### GIVEN REQUEST
Write out the following lines word for word, leaving out the pictures.

+++ DATA FOR PROCESSING +++

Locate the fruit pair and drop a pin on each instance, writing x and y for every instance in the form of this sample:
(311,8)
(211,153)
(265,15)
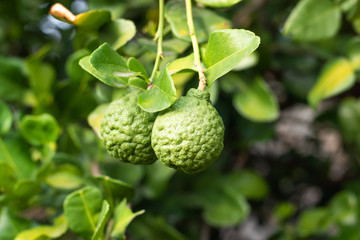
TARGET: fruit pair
(187,136)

+++

### RESULT FOR THIS EXERCISE
Locate the fruit pair and drop a pin on each instance, writing x and y for every instance in the form of this sample:
(311,8)
(211,153)
(265,15)
TARGET: fruit pair
(187,136)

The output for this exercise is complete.